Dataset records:
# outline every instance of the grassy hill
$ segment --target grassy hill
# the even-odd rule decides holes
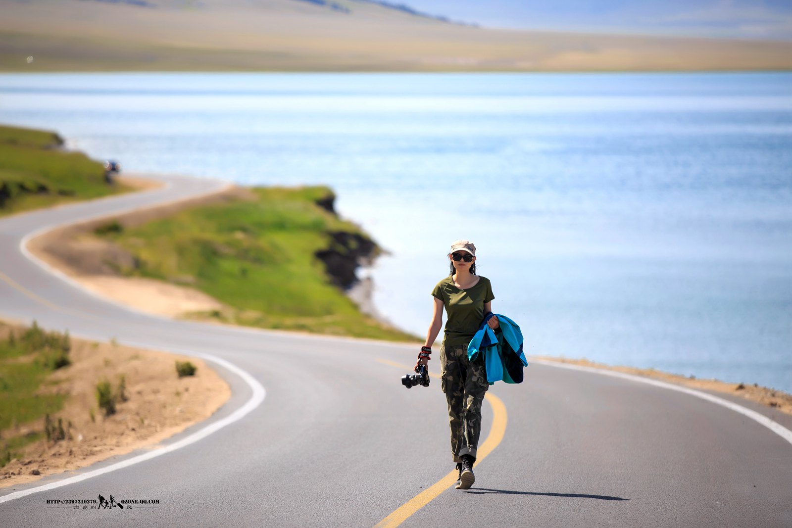
[[[55,132],[0,125],[0,215],[125,191]]]
[[[5,71],[792,69],[792,42],[484,29],[363,0],[0,0],[0,9]]]

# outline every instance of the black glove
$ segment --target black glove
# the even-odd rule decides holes
[[[430,357],[431,355],[432,355],[432,348],[429,348],[429,347],[421,347],[421,352],[418,353],[418,360],[417,362],[415,362],[415,371],[416,372],[418,371],[418,366],[421,365],[421,360],[423,359],[424,358],[426,358],[426,360],[428,361],[429,359],[432,359]]]

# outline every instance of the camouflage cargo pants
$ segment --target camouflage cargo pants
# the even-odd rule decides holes
[[[482,402],[489,385],[484,357],[468,361],[467,347],[440,348],[440,388],[448,401],[451,450],[454,462],[463,454],[476,456],[482,432]]]

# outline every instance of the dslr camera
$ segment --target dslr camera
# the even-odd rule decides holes
[[[429,386],[429,372],[426,370],[426,367],[423,365],[419,365],[417,373],[412,375],[406,374],[402,376],[402,385],[408,389],[414,387],[417,385],[425,387]]]

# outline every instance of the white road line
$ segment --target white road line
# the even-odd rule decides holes
[[[225,185],[223,187],[228,187],[229,185]],[[171,187],[171,184],[169,182],[168,182],[166,184],[166,186],[165,188],[168,189],[170,187]],[[160,190],[160,189],[158,189],[158,190]],[[211,193],[216,192],[217,192],[217,189],[215,189],[215,190],[210,191],[208,192],[204,192],[204,193],[200,193],[200,195],[196,195],[194,196],[189,196],[189,197],[188,197],[188,199],[192,199],[192,198],[196,198],[197,196],[208,195],[208,194],[211,194]],[[109,198],[116,198],[116,196],[108,197],[108,199],[109,199]],[[176,199],[176,200],[171,200],[171,202],[181,201],[181,199]],[[170,202],[166,202],[166,203],[170,203]],[[155,205],[162,205],[163,203],[157,203]],[[114,213],[109,214],[109,215],[97,215],[95,217],[89,217],[87,219],[84,218],[84,219],[78,220],[77,222],[70,222],[70,223],[55,224],[55,225],[50,225],[50,226],[47,226],[45,227],[42,227],[42,228],[40,228],[39,230],[36,230],[36,231],[34,231],[32,233],[30,233],[30,234],[27,234],[25,237],[24,237],[22,238],[22,240],[20,241],[19,249],[22,253],[22,254],[25,255],[25,256],[28,258],[28,260],[29,260],[31,262],[33,262],[34,264],[37,264],[38,266],[41,267],[45,272],[51,274],[51,275],[54,275],[55,276],[58,277],[59,279],[61,279],[64,282],[70,284],[71,286],[74,287],[75,288],[77,288],[78,290],[82,290],[82,291],[88,292],[88,293],[91,294],[92,295],[93,295],[94,297],[97,297],[97,298],[101,298],[103,301],[108,302],[108,301],[109,301],[109,299],[103,298],[103,297],[100,296],[100,295],[97,295],[97,294],[94,294],[93,292],[90,291],[89,290],[87,290],[86,288],[83,287],[82,285],[81,285],[78,283],[77,283],[77,281],[73,280],[70,277],[67,276],[66,274],[62,273],[60,271],[59,271],[59,270],[52,268],[49,264],[47,264],[46,263],[44,263],[44,262],[38,260],[35,256],[33,256],[28,251],[27,243],[28,243],[29,241],[30,241],[34,237],[38,236],[40,234],[43,234],[44,233],[46,233],[47,231],[49,231],[51,230],[52,230],[52,229],[55,229],[57,227],[63,227],[63,226],[66,226],[72,225],[74,223],[80,223],[80,222],[89,222],[91,220],[95,220],[95,219],[97,219],[97,218],[106,218],[106,217],[110,217],[110,216],[116,216],[116,215],[120,215],[120,214],[124,214],[125,212],[129,212],[131,211],[134,211],[134,210],[136,210],[136,209],[140,209],[140,208],[146,207],[148,207],[148,206],[135,206],[135,207],[128,207],[127,209],[120,210],[120,211],[116,211]],[[121,306],[123,308],[125,308],[127,310],[130,310],[130,308],[128,306],[123,306],[123,305],[121,305],[120,303],[114,302],[112,301],[110,301],[110,302],[112,303],[112,304],[116,304],[116,306]],[[144,315],[147,315],[147,316],[151,317],[150,313],[145,313],[141,312],[139,310],[132,310],[132,311],[135,311],[135,312],[143,313]],[[166,321],[168,320],[166,317],[157,317],[157,318],[163,319],[163,320],[166,320]],[[127,342],[125,340],[124,340],[124,343],[127,344],[131,344],[131,346],[135,346],[134,344],[130,344],[130,343],[128,343],[128,342]],[[158,348],[158,349],[162,350],[162,348]],[[175,350],[175,349],[173,349],[172,348],[169,348],[169,347],[166,348],[166,350],[168,351],[171,351],[171,352],[185,354],[185,355],[192,355],[192,356],[194,356],[194,357],[200,357],[200,358],[202,358],[202,359],[206,359],[208,361],[211,361],[211,362],[212,362],[212,363],[215,363],[217,365],[219,365],[219,366],[221,366],[221,367],[227,369],[228,370],[233,372],[234,374],[235,374],[238,376],[239,376],[242,379],[242,381],[244,381],[246,383],[247,383],[248,386],[250,387],[250,389],[253,392],[253,394],[250,397],[250,399],[249,399],[246,402],[245,402],[245,405],[243,405],[242,407],[240,407],[239,408],[238,408],[236,411],[234,411],[234,412],[232,412],[228,416],[226,416],[225,418],[219,420],[217,420],[215,422],[212,422],[209,425],[208,425],[205,427],[203,427],[202,429],[200,429],[199,431],[192,433],[189,436],[187,436],[186,438],[184,438],[184,439],[181,439],[181,440],[179,440],[177,442],[174,442],[172,444],[169,444],[168,446],[166,446],[164,447],[161,447],[160,449],[154,450],[152,451],[149,451],[148,453],[145,453],[143,454],[139,454],[139,455],[138,455],[136,457],[132,457],[131,458],[128,458],[127,460],[121,461],[121,462],[118,462],[116,464],[112,464],[111,465],[109,465],[109,466],[106,466],[106,467],[104,467],[104,468],[101,468],[99,469],[94,469],[93,471],[89,471],[87,473],[82,473],[80,475],[76,475],[74,477],[66,478],[66,479],[63,479],[62,481],[58,481],[56,482],[51,482],[50,484],[44,484],[44,485],[42,485],[42,486],[37,486],[36,488],[31,488],[29,489],[25,489],[25,490],[21,490],[21,491],[19,491],[19,492],[15,492],[13,493],[10,493],[10,494],[8,494],[6,496],[0,497],[0,504],[2,504],[2,503],[9,502],[10,500],[14,500],[15,499],[20,499],[21,497],[25,497],[25,496],[27,496],[29,495],[32,495],[33,493],[39,493],[40,492],[46,492],[48,490],[55,489],[56,488],[60,488],[62,486],[67,486],[67,485],[69,485],[70,484],[75,484],[77,482],[81,482],[82,481],[85,481],[85,480],[87,480],[87,479],[89,479],[89,478],[93,478],[94,477],[98,477],[99,475],[104,475],[105,473],[111,473],[112,471],[116,471],[116,469],[124,469],[124,468],[129,467],[131,465],[134,465],[135,464],[139,464],[140,462],[146,462],[147,460],[150,460],[152,458],[155,458],[156,457],[166,454],[166,453],[170,453],[171,451],[175,451],[177,449],[181,449],[181,448],[185,447],[186,446],[189,446],[192,443],[196,443],[196,442],[197,442],[199,440],[201,440],[201,439],[206,438],[207,436],[208,436],[209,435],[212,434],[213,432],[215,432],[216,431],[219,431],[219,430],[222,429],[224,427],[230,425],[234,422],[236,422],[237,420],[240,420],[245,415],[248,414],[249,412],[250,412],[251,411],[253,411],[254,408],[256,408],[257,407],[258,407],[261,405],[261,403],[262,401],[264,401],[264,398],[266,397],[267,393],[266,393],[266,391],[265,390],[264,387],[261,386],[261,383],[259,383],[249,373],[247,373],[246,371],[245,371],[242,369],[239,368],[238,367],[237,367],[234,363],[231,363],[230,362],[228,362],[228,361],[227,361],[225,359],[223,359],[222,358],[219,358],[219,357],[217,357],[215,355],[212,355],[211,354],[196,353],[194,351],[186,351],[186,350],[177,351],[177,350]]]
[[[665,382],[660,382],[656,379],[650,379],[649,378],[642,378],[641,376],[636,376],[631,374],[625,374],[623,372],[616,372],[615,370],[607,370],[605,369],[593,368],[592,367],[582,367],[580,365],[569,365],[568,363],[556,363],[554,361],[547,361],[546,359],[528,359],[529,364],[531,363],[539,363],[542,365],[547,365],[549,367],[558,367],[560,368],[571,369],[573,370],[581,370],[582,372],[591,372],[593,374],[600,374],[604,376],[612,376],[614,378],[621,378],[623,379],[629,379],[633,382],[638,382],[640,383],[646,383],[648,385],[653,385],[656,387],[661,387],[663,389],[668,389],[669,390],[676,390],[680,393],[684,393],[685,394],[689,394],[691,396],[695,396],[697,398],[701,398],[702,400],[706,400],[714,404],[718,405],[722,405],[726,408],[731,409],[735,412],[739,412],[740,414],[748,416],[751,420],[763,425],[767,427],[774,433],[782,438],[783,439],[792,444],[792,431],[790,431],[784,426],[781,425],[776,421],[767,418],[763,414],[752,411],[747,407],[743,407],[733,401],[725,400],[723,398],[719,398],[717,396],[713,396],[712,394],[708,394],[703,393],[700,390],[696,390],[695,389],[688,389],[687,387],[683,387],[678,385],[673,385],[672,383],[667,383]]]
[[[173,351],[171,350],[169,351]],[[249,386],[250,389],[253,390],[253,396],[251,396],[250,399],[248,400],[244,405],[238,408],[230,415],[226,416],[225,418],[219,420],[216,422],[210,424],[205,427],[192,433],[189,436],[181,439],[178,442],[174,442],[173,443],[166,446],[165,447],[161,447],[160,449],[149,451],[148,453],[144,453],[143,454],[139,454],[136,457],[132,457],[131,458],[121,461],[116,464],[112,464],[107,467],[101,468],[99,469],[94,469],[93,471],[89,471],[87,473],[80,475],[70,477],[69,478],[63,479],[63,481],[58,481],[57,482],[51,482],[50,484],[47,484],[43,486],[37,486],[36,488],[31,488],[29,489],[23,489],[19,492],[10,493],[5,496],[0,497],[0,504],[2,504],[2,503],[9,502],[10,500],[14,500],[15,499],[21,499],[29,495],[32,495],[33,493],[46,492],[51,489],[55,489],[56,488],[60,488],[62,486],[67,486],[70,484],[82,482],[82,481],[86,481],[87,479],[93,478],[94,477],[98,477],[100,475],[104,475],[105,473],[116,471],[116,469],[123,469],[124,468],[128,468],[130,465],[139,464],[140,462],[146,462],[147,460],[151,460],[152,458],[155,458],[158,456],[166,454],[166,453],[170,453],[171,451],[175,451],[177,449],[181,449],[182,447],[185,447],[192,443],[194,443],[196,442],[198,442],[199,440],[206,438],[209,435],[222,429],[224,427],[230,425],[234,422],[240,420],[241,418],[242,418],[242,416],[253,411],[254,408],[258,407],[258,405],[261,405],[262,401],[264,401],[264,398],[266,397],[267,394],[264,387],[261,386],[261,384],[259,383],[257,381],[256,381],[256,379],[253,376],[251,376],[245,370],[242,370],[236,365],[228,361],[226,361],[225,359],[223,359],[215,355],[211,355],[210,354],[192,353],[191,355],[217,363],[218,365],[224,368],[227,368],[234,374],[237,374],[238,376],[242,378],[242,380],[244,380],[245,382],[248,384],[248,386]]]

- _Task prompt_
Count the lines above that contain the string "grassy", treating uppercase and lowercase as different. Give only the number.

- _Full answer_
2